● **Your objective**
Which lines in the records below mention the word "strut"? Copy each one out.

(Stored records)

────────────────

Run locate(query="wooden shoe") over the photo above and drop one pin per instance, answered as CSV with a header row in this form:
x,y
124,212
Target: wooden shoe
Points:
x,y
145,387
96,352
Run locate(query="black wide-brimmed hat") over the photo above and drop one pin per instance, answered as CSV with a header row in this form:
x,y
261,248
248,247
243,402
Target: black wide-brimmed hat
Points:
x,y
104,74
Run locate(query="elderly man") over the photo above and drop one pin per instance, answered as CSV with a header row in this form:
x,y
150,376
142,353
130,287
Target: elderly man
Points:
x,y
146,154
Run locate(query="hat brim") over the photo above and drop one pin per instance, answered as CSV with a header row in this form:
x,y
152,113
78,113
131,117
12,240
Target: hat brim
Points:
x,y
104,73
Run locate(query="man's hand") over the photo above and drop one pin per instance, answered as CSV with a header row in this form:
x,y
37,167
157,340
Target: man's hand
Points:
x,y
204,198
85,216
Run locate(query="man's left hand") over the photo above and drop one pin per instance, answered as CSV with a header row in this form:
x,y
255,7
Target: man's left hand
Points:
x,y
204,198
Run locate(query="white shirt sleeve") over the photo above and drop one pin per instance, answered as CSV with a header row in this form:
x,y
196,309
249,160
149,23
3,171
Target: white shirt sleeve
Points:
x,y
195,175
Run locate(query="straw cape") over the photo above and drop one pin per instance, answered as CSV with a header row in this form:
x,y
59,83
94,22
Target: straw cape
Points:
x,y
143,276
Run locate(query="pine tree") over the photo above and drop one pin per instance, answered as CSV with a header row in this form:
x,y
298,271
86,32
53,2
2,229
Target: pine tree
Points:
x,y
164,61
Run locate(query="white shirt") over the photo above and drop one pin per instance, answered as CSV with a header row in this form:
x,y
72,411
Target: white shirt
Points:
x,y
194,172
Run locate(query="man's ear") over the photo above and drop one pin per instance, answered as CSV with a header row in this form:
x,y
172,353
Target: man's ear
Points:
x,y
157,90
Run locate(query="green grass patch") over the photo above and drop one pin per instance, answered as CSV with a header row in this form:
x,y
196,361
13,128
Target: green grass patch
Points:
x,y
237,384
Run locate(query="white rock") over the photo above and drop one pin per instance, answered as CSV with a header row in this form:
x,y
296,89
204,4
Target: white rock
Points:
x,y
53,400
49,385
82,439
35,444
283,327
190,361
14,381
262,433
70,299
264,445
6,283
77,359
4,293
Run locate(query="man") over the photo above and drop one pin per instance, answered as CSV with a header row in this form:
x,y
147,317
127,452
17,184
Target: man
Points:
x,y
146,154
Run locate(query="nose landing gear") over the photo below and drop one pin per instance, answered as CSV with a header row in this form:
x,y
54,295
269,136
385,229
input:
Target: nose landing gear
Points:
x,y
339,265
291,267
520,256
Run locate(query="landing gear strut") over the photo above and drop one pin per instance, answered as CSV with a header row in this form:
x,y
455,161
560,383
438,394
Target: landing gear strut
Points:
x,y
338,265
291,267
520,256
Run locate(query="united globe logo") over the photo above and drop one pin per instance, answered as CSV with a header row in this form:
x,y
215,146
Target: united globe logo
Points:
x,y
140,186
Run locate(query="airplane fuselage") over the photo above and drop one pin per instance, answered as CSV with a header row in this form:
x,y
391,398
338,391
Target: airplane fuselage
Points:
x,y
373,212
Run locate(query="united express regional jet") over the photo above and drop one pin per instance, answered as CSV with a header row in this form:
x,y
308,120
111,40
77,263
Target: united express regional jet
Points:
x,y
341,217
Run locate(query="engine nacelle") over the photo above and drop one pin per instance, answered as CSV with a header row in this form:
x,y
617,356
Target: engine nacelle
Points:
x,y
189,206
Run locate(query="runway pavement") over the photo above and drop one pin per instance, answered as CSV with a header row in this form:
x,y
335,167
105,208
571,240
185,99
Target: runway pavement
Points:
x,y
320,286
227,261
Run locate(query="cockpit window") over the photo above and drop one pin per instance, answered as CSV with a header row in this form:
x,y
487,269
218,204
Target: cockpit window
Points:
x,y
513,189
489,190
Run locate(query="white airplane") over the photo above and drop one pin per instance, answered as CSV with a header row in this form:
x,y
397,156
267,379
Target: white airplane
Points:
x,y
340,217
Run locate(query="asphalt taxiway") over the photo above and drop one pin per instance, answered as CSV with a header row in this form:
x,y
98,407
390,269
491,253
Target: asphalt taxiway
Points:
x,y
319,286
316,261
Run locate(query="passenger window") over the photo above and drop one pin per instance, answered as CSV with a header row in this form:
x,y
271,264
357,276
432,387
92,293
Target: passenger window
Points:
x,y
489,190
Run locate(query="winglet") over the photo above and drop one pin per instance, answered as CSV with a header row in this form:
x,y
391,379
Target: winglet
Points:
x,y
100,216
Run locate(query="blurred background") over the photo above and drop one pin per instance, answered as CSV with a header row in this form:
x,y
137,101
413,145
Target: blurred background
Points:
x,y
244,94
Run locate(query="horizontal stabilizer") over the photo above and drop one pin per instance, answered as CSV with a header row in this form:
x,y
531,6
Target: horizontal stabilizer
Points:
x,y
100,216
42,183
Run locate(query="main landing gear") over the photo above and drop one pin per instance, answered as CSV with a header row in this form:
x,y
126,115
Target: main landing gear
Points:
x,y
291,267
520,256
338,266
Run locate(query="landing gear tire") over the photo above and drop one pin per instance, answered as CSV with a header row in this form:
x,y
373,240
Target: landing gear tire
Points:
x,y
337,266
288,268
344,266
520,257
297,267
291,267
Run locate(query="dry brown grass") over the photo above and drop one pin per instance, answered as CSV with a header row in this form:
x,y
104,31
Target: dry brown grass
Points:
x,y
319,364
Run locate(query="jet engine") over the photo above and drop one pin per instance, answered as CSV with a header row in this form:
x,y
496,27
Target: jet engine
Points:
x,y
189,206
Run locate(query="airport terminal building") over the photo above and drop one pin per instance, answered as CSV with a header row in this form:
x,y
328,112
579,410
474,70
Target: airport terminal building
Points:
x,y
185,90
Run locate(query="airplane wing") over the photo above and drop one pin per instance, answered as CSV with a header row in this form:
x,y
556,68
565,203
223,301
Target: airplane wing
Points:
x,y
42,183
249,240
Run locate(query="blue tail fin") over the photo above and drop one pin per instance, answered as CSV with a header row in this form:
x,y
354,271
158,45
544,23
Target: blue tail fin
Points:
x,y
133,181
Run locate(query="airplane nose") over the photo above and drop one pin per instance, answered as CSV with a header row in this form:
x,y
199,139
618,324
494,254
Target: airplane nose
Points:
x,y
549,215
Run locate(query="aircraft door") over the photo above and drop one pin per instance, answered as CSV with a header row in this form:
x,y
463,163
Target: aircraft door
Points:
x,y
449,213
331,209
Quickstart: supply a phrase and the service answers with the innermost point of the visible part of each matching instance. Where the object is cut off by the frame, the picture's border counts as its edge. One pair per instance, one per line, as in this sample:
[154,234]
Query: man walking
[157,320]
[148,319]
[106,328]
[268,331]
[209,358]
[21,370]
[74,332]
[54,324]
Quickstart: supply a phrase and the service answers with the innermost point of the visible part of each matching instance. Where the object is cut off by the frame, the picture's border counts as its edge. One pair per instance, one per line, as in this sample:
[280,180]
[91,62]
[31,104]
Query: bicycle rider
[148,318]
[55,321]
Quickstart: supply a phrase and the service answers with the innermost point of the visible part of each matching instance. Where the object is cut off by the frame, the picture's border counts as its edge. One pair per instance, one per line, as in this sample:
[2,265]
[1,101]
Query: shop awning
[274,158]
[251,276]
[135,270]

────────────────

● **Answer for this exercise**
Run locate(query="landing gear strut") over the photo above and drop one pin per instance, answered as CSV with a header row in this form:
Target: landing gear strut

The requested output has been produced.